Segment Start: Data section
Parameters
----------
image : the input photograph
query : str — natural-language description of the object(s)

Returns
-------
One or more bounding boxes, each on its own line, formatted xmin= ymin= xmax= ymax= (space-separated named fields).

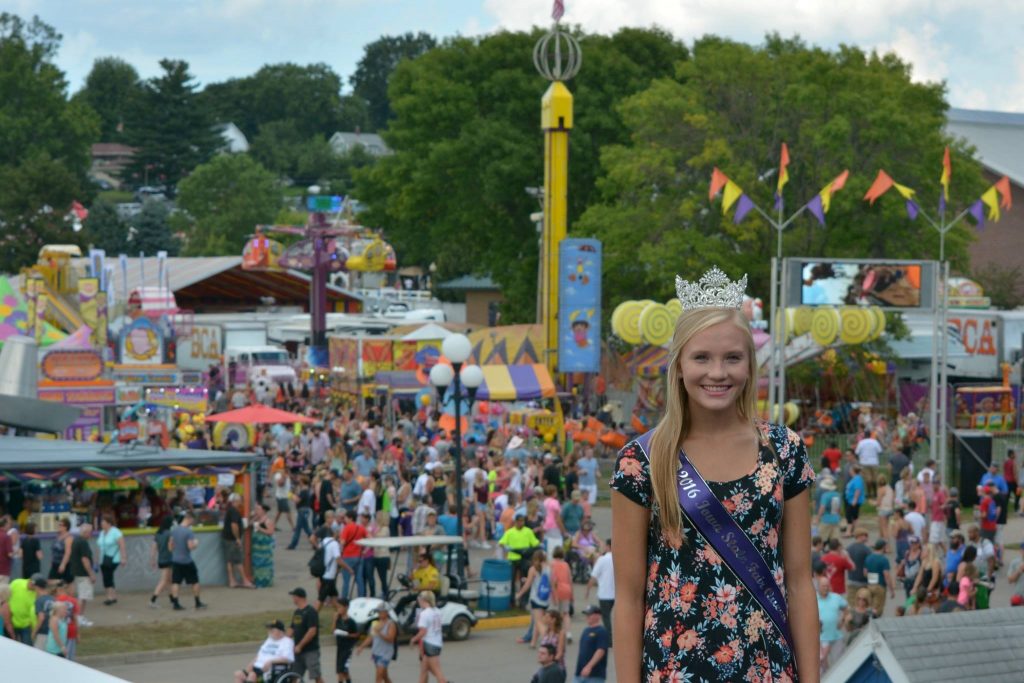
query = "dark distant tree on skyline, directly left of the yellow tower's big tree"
Segment End: Data section
What needs to be done: Reproduce nothing but the lines running from the line with "One or more" through the end of the records, keeping both end lines and dropping the pictures.

Exercise response:
One or more bounding boxes, each on its own line, formatted xmin= ymin= xmax= ymax= (space-separated named fields).

query = "dark distant tree on skyline, directly left of the yellow tower's big tree"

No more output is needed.